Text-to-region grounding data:
>>>>>

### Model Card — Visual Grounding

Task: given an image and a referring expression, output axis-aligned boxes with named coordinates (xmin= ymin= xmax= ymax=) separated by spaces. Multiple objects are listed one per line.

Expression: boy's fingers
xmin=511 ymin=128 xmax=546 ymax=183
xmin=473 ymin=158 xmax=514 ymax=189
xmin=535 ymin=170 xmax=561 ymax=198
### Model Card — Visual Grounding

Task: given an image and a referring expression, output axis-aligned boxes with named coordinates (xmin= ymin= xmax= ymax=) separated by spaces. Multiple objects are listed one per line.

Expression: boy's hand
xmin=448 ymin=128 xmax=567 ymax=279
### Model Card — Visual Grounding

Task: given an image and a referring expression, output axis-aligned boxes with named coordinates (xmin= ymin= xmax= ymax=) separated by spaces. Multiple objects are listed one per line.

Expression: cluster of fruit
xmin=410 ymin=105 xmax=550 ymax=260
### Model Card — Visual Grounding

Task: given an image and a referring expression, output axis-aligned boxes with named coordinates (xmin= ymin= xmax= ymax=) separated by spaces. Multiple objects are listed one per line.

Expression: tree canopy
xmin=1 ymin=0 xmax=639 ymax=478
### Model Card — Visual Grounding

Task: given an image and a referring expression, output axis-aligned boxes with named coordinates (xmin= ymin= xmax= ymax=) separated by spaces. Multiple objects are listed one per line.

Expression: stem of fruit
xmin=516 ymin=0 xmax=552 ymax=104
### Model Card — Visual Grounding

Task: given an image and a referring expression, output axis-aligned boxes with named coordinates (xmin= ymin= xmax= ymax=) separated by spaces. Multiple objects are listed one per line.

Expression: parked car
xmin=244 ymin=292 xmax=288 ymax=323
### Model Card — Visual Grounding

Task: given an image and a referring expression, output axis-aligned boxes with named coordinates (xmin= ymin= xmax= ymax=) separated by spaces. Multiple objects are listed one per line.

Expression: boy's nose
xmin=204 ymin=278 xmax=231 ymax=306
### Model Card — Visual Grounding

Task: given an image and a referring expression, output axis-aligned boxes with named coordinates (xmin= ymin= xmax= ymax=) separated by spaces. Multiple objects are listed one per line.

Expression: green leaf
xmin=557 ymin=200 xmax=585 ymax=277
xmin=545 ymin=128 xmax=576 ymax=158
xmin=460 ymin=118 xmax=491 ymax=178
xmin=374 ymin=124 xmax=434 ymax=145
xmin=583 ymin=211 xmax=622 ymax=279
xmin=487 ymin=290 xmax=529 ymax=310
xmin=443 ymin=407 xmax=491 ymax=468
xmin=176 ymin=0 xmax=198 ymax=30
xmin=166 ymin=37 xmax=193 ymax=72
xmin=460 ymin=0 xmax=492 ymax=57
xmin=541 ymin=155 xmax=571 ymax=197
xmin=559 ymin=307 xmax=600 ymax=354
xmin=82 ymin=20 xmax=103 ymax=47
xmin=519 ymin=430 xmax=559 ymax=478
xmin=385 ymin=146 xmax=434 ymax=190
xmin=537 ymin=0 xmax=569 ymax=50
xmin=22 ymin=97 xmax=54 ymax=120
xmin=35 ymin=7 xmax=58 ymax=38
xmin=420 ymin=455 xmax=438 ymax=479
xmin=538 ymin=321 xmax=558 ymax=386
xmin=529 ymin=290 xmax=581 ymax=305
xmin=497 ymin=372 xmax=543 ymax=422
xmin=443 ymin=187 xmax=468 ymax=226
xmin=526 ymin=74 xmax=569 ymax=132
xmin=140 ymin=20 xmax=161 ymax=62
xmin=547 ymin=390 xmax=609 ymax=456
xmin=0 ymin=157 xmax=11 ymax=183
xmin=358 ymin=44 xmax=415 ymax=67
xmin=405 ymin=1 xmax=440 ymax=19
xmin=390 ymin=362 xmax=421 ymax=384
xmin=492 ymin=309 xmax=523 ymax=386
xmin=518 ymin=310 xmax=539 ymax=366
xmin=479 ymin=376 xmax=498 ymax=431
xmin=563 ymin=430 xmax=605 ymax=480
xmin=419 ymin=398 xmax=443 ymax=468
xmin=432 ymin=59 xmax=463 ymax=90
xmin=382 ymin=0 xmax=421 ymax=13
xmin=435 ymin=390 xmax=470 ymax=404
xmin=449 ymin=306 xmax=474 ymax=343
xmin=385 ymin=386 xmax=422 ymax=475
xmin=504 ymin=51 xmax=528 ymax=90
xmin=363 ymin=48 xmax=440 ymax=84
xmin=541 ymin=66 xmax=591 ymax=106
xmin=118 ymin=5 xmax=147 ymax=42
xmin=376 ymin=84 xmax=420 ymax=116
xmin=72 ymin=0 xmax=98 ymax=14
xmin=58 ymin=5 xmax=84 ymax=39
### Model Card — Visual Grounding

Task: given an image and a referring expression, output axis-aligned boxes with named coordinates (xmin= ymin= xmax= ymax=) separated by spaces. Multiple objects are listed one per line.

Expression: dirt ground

<<<<<

EXERCISE: Please return the data above in full, without altering a single line.

SOLUTION FOR THIS PROBLEM:
### Model Card — Visual Grounding

Task: given an image and a referring expression, output axis-aligned boxes with named coordinates (xmin= ymin= xmax= ymax=) separated by spaces. Multiple objects are listed one per line.

Expression: boy's fingers
xmin=511 ymin=128 xmax=546 ymax=183
xmin=473 ymin=158 xmax=514 ymax=189
xmin=535 ymin=170 xmax=561 ymax=198
### Model Card — Visual Grounding

Task: given an image and a referring expression, output axis-aligned boxes with named coordinates (xmin= ymin= xmax= ymax=) separated by spaces. Multiple objects are listed one per line.

Expression: boy's hand
xmin=448 ymin=128 xmax=567 ymax=279
### Model Card — Visual Grounding

Task: given an image and a referring expression, output axis-aligned boxes with named coordinates (xmin= ymin= xmax= ymax=) separated by spaces. Multiple objects are listed one per line.

Expression: cluster of fruit
xmin=410 ymin=105 xmax=550 ymax=260
### Model Card — Visual Grounding

Task: given an image and a referring expression, output axis-aligned boxes with named coordinates (xmin= ymin= xmax= ymax=) separated by spaces. Multiple objects are listed one per line.

Expression: tree canopy
xmin=1 ymin=0 xmax=639 ymax=478
### Model Card — Visual Grounding

Task: given an image and a referring expression, output axis-aligned boxes with named coordinates (xmin= ymin= xmax= ymax=) separated by spaces. Multiple objects are listed one per line.

Expression: stem of fruit
xmin=516 ymin=0 xmax=552 ymax=104
### Model Card — Visual Grounding

Task: given an image and a referring expression, output axis-aligned boxes with named coordinates (xmin= ymin= xmax= ymax=) separated by spaces. Multiple objects are listed one per line.

Expression: parked car
xmin=244 ymin=292 xmax=288 ymax=323
### Model Card — Visual Grounding

Task: given an image and a referring expression, output axis-aligned boxes with named coordinates (xmin= ymin= xmax= ymax=) separated by spaces. Multiple objects are listed one per line.

Expression: boy's nose
xmin=204 ymin=278 xmax=231 ymax=306
### Model Card — Visual Grounding

Task: given an image and a referring expression, output axis-aligned boxes with named coordinates (xmin= ymin= xmax= ymax=) separated by spaces. Multiple objects are listed one per line.

Expression: green leaf
xmin=557 ymin=200 xmax=585 ymax=277
xmin=545 ymin=128 xmax=576 ymax=158
xmin=460 ymin=118 xmax=491 ymax=178
xmin=374 ymin=124 xmax=434 ymax=145
xmin=583 ymin=211 xmax=622 ymax=279
xmin=487 ymin=290 xmax=529 ymax=310
xmin=443 ymin=407 xmax=491 ymax=468
xmin=176 ymin=0 xmax=198 ymax=30
xmin=166 ymin=37 xmax=193 ymax=72
xmin=460 ymin=0 xmax=492 ymax=57
xmin=541 ymin=155 xmax=571 ymax=197
xmin=559 ymin=307 xmax=600 ymax=354
xmin=82 ymin=20 xmax=103 ymax=47
xmin=519 ymin=430 xmax=559 ymax=478
xmin=385 ymin=146 xmax=434 ymax=190
xmin=537 ymin=0 xmax=569 ymax=50
xmin=22 ymin=97 xmax=54 ymax=120
xmin=35 ymin=7 xmax=58 ymax=38
xmin=420 ymin=455 xmax=438 ymax=479
xmin=538 ymin=321 xmax=558 ymax=386
xmin=529 ymin=290 xmax=581 ymax=305
xmin=497 ymin=372 xmax=543 ymax=422
xmin=443 ymin=187 xmax=468 ymax=226
xmin=526 ymin=74 xmax=569 ymax=132
xmin=140 ymin=20 xmax=161 ymax=62
xmin=547 ymin=390 xmax=609 ymax=456
xmin=0 ymin=157 xmax=11 ymax=183
xmin=358 ymin=44 xmax=415 ymax=67
xmin=405 ymin=1 xmax=440 ymax=19
xmin=390 ymin=362 xmax=421 ymax=384
xmin=492 ymin=309 xmax=523 ymax=386
xmin=518 ymin=310 xmax=539 ymax=366
xmin=479 ymin=376 xmax=498 ymax=431
xmin=563 ymin=430 xmax=605 ymax=480
xmin=419 ymin=398 xmax=443 ymax=468
xmin=432 ymin=59 xmax=463 ymax=90
xmin=382 ymin=0 xmax=421 ymax=13
xmin=435 ymin=390 xmax=470 ymax=404
xmin=449 ymin=306 xmax=474 ymax=343
xmin=385 ymin=386 xmax=422 ymax=475
xmin=504 ymin=51 xmax=528 ymax=90
xmin=363 ymin=48 xmax=440 ymax=84
xmin=541 ymin=66 xmax=591 ymax=106
xmin=118 ymin=5 xmax=147 ymax=42
xmin=376 ymin=84 xmax=420 ymax=116
xmin=72 ymin=0 xmax=98 ymax=14
xmin=58 ymin=5 xmax=84 ymax=39
### Model Card — Visual Grounding

Task: given an image and a referring expression, output axis-aligned boxes with named coordinates (xmin= ymin= xmax= ymax=) separated by spaces. Multiple objects are listed one per line.

Expression: dirt ground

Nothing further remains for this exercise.